— Start —
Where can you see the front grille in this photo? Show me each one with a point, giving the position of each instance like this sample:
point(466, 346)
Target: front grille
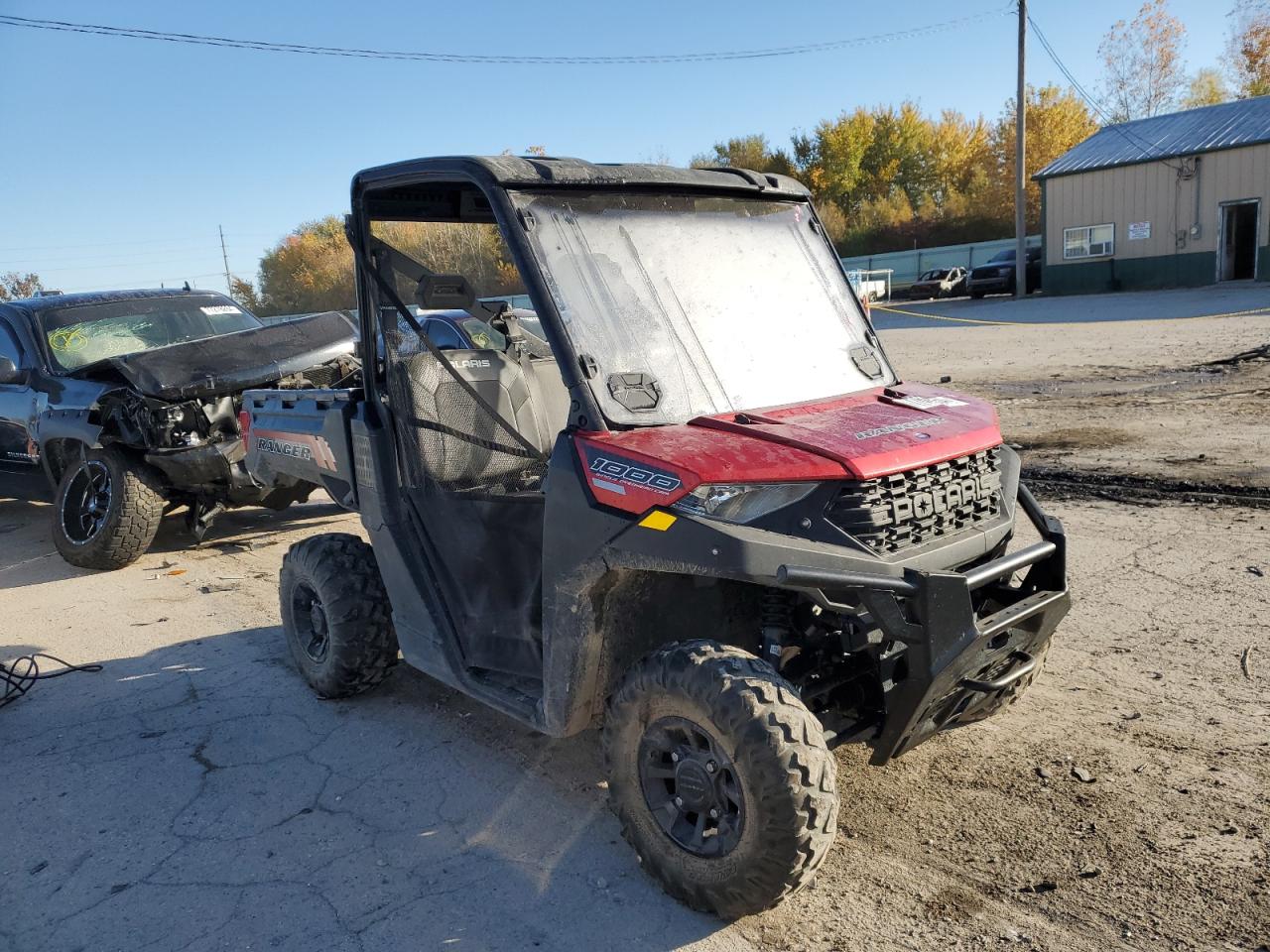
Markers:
point(906, 509)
— End —
# INSTRUCTIONS TO FOLLOW:
Copy all the rows above word for word, leaving out the picture.

# REPLY TO THE EXERCISE:
Where can you see the front grille in this photo? Show me each one with a point, giving the position of each instance like this sample:
point(466, 346)
Target: front grille
Markers:
point(906, 509)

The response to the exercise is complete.